* What needs to be done
Print the data that follows exactly.

* Stored data
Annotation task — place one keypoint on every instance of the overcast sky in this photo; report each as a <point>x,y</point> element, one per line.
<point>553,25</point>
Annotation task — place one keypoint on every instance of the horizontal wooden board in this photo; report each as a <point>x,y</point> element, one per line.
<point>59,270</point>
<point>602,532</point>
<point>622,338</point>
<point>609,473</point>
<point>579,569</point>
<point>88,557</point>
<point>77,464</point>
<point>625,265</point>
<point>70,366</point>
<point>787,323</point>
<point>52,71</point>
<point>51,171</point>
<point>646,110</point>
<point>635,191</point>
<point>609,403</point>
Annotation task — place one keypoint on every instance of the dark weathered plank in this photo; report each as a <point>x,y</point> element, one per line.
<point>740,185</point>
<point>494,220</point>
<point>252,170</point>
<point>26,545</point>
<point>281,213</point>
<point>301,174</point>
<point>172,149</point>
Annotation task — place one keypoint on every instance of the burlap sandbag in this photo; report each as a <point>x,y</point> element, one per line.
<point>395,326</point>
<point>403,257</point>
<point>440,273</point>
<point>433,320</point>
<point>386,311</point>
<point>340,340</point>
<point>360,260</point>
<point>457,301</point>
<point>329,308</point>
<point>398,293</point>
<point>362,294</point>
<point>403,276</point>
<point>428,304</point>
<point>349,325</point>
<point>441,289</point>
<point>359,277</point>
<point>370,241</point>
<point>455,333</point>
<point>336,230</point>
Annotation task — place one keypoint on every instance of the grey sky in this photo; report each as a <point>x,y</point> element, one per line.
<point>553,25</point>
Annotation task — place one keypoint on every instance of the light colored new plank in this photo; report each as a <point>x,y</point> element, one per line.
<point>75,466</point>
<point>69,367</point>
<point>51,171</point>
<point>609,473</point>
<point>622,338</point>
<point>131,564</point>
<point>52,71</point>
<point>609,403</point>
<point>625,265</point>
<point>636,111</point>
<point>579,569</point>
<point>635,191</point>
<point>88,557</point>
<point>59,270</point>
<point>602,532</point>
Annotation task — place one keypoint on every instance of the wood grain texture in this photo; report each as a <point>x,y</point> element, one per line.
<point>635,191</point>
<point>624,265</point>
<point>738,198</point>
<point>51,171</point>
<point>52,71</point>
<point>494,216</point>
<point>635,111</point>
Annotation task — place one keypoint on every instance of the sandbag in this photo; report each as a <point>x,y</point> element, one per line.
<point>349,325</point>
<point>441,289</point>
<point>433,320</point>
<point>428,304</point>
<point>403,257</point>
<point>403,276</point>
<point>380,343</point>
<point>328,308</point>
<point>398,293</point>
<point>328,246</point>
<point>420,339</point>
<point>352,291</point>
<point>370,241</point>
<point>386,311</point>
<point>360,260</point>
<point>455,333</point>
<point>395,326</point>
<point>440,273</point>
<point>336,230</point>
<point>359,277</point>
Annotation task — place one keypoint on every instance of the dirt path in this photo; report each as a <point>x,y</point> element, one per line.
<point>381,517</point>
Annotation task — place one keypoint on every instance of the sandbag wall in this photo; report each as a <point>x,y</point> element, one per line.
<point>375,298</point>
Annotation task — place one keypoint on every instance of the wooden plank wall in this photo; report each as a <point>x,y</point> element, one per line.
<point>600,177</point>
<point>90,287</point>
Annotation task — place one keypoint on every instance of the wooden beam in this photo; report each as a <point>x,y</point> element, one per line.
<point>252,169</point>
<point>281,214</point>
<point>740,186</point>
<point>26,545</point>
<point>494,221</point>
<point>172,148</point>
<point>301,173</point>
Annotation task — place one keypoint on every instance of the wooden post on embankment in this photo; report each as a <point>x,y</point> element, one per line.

* The output
Annotation task — place one keypoint on every instance of the overcast sky in this photo; report each as a <point>x,y</point> element, one per line.
<point>553,25</point>
Annotation task — place one keypoint on every instance of the horizontal wooden board in this photo; report each as a <point>x,y</point> element, one per line.
<point>59,270</point>
<point>602,532</point>
<point>622,338</point>
<point>609,473</point>
<point>579,569</point>
<point>88,557</point>
<point>77,464</point>
<point>625,265</point>
<point>70,366</point>
<point>787,323</point>
<point>52,71</point>
<point>51,171</point>
<point>646,110</point>
<point>635,191</point>
<point>609,403</point>
Annotation task — place one keypoint on every instance of the dark weathered plank in this photo; report each as a <point>x,y</point> element, one per line.
<point>740,185</point>
<point>494,220</point>
<point>252,170</point>
<point>26,545</point>
<point>281,213</point>
<point>301,174</point>
<point>172,149</point>
Annotation task — place one keypoint on every instance of the burlap sandbag in this photo; report each as a <point>x,y</point> element, one per line.
<point>395,326</point>
<point>403,257</point>
<point>440,273</point>
<point>433,320</point>
<point>386,311</point>
<point>340,340</point>
<point>360,260</point>
<point>457,301</point>
<point>329,308</point>
<point>398,293</point>
<point>362,294</point>
<point>403,276</point>
<point>428,304</point>
<point>349,325</point>
<point>441,289</point>
<point>359,277</point>
<point>370,241</point>
<point>455,333</point>
<point>336,230</point>
Annotation task — place one keypoint on every instance of the grey sky in this photo; report each as a <point>x,y</point> element, one per line.
<point>553,25</point>
Annotation task — place one keypoint on every instance of the light colored new plank in this photo; report each as a <point>x,y</point> element, one per line.
<point>75,466</point>
<point>69,367</point>
<point>51,171</point>
<point>609,473</point>
<point>622,338</point>
<point>131,564</point>
<point>52,71</point>
<point>609,403</point>
<point>625,265</point>
<point>636,111</point>
<point>579,569</point>
<point>635,191</point>
<point>88,557</point>
<point>59,270</point>
<point>602,532</point>
Annotation task — place one keypoint on every instance of the wood grain texture in this photo; report each as a <point>x,y</point> element, one per line.
<point>635,191</point>
<point>624,265</point>
<point>738,198</point>
<point>51,171</point>
<point>52,71</point>
<point>494,216</point>
<point>635,111</point>
Annotation task — place one keypoint on every instance of the sandbag in this photo; report each as a <point>x,y</point> element, one per line.
<point>349,325</point>
<point>441,289</point>
<point>433,320</point>
<point>428,304</point>
<point>403,257</point>
<point>403,276</point>
<point>380,343</point>
<point>328,308</point>
<point>398,293</point>
<point>328,246</point>
<point>420,339</point>
<point>352,291</point>
<point>370,241</point>
<point>386,311</point>
<point>360,260</point>
<point>455,333</point>
<point>395,326</point>
<point>440,273</point>
<point>336,230</point>
<point>359,277</point>
Annotation task — place one keypoint on every instance of the dirt path in this photo; report each as a <point>x,y</point> element, one per line.
<point>381,517</point>
Annotation task — place one keypoint on every instance of the sandbag wall in this photo; report each as a <point>x,y</point> element, one per line.
<point>375,298</point>
Annotation task — place one keypoint on every instance of the wooden plank wall in this photo; report each as a <point>x,y</point> element, one per line.
<point>600,177</point>
<point>90,287</point>
Annotation task — place one keypoint on every instance of the wooden beam in this photo; report each as a <point>x,y</point> element, one per line.
<point>252,169</point>
<point>281,214</point>
<point>740,186</point>
<point>26,545</point>
<point>494,221</point>
<point>172,148</point>
<point>301,173</point>
Annotation task — place one keypoint on every instance of the wooden post on embankment in this photo; report each as a <point>x,y</point> element, one per line.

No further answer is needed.